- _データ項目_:

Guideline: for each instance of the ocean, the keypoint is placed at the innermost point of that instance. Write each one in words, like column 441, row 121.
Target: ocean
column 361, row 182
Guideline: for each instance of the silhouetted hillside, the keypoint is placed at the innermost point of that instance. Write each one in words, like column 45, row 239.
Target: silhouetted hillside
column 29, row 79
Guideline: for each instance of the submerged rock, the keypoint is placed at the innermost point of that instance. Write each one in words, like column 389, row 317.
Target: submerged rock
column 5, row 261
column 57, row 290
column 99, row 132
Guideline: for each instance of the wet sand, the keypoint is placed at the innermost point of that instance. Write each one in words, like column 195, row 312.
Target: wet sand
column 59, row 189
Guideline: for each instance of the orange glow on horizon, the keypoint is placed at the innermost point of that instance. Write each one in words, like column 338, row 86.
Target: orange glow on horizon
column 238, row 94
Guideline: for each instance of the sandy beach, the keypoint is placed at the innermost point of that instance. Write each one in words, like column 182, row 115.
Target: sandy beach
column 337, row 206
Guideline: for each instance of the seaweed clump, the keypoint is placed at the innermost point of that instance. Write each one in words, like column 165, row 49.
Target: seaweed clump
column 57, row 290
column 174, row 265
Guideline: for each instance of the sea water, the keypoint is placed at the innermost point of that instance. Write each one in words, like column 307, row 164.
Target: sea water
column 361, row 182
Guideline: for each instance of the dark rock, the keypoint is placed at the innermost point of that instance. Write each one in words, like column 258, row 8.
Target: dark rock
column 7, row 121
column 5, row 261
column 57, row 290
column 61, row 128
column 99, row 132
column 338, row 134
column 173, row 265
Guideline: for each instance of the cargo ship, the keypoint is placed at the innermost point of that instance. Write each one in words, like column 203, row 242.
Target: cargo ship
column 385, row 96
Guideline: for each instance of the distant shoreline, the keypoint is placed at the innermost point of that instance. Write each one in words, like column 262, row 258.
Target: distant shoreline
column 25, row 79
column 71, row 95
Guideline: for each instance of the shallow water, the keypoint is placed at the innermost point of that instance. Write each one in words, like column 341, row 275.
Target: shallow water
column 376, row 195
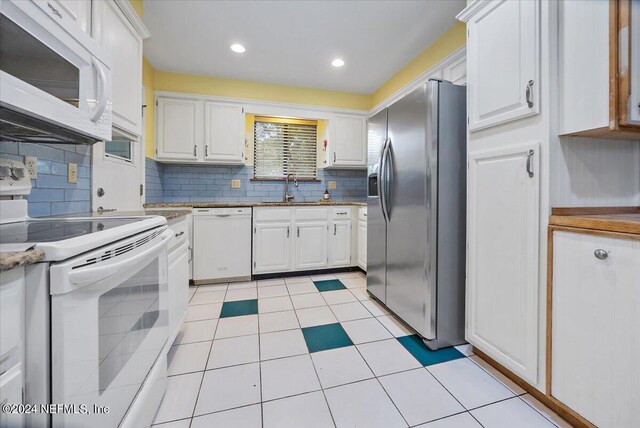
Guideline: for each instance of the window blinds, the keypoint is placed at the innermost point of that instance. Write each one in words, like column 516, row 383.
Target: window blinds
column 282, row 148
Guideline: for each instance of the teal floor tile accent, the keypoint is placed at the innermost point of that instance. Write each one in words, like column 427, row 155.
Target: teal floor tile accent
column 323, row 337
column 239, row 308
column 426, row 356
column 329, row 285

- _課題の目的_: 上の行をすべて、空行を除いて番号付きリストに書き入れてください。画像は回答に含めないでください。

- _課題への回答_:
1. Guideline: for each instance of the ocean, the keypoint is placed at the innermost point of that instance. Write each one in words, like column 441, row 121.
2. Target: ocean
3. column 361, row 182
4. Guideline: for each instance of the silhouetted hillside, the keypoint is placed at the innermost point of that instance. Write each one in words, like column 45, row 239.
5. Target: silhouetted hillside
6. column 29, row 79
7. Guideline: for each instance of the submerged rock, the keypoint is placed at the innermost point of that instance. Write each one in words, like column 389, row 317.
8. Target: submerged rock
9. column 5, row 261
10. column 57, row 290
11. column 99, row 132
12. Guideline: for each instance of the wet sand, the keypoint is placed at the innermost point of that instance. Write each one in words, like column 195, row 312.
13. Target: wet sand
14. column 59, row 189
15. Guideline: for each instance of the orange glow on horizon, the keypoint is placed at the innermost point of that instance. Write each one in words, like column 338, row 86.
16. Target: orange glow on horizon
17. column 238, row 94
18. Guideline: for each instance of the sandy beach, the keypoint is placed at the innermost point of that instance. Write each one in words, like column 182, row 115.
19. Target: sandy beach
20. column 337, row 206
21. Guideline: for each instance of the seaweed clump, the keypoint is placed at the innermost point of that instance. Write each one in words, like column 165, row 49.
22. Target: seaweed clump
23. column 57, row 290
24. column 174, row 265
25. Guideline: for each instance of the sea water, the keypoint is placed at the innermost point of that instance. Write each one in words, like column 307, row 164.
26. Target: sea water
27. column 361, row 182
28. Guideline: for each instance of the dark rock, the keypoint is placed at the innermost point of that instance. Write each one in words, like column 258, row 8.
29. Target: dark rock
30. column 7, row 121
31. column 5, row 261
32. column 57, row 290
33. column 61, row 128
34. column 99, row 132
35. column 338, row 134
36. column 173, row 265
37. Guideline: for each instance of the cargo ship, the keypoint is placed at the innermost point of that instance. Write each one in words, like column 203, row 242.
38. Target: cargo ship
39. column 385, row 96
40. Guideline: for each instance of the distant shoreline, the keypoint is placed at the innermost point of that instance. Write each one in words, like column 262, row 258.
41. Target: distant shoreline
42. column 25, row 79
43. column 71, row 95
44. Guideline: for each instance of the shallow water, the keypoint is placed at the innermost point of that instance. Write each one in words, like column 341, row 275.
45. Target: shallow water
46. column 376, row 195
47. Guideline: for each instance of the window blinds, the keypoint is placed at the innermost point of that instance. Write each one in words, like column 516, row 383.
48. Target: window blinds
49. column 282, row 148
50. Guideline: for each instance of the teal floor tile accent, the keypoint is placed at the innermost point of that instance. Write each one in words, like column 427, row 155.
51. Target: teal floor tile accent
52. column 323, row 337
53. column 239, row 308
54. column 426, row 356
55. column 329, row 285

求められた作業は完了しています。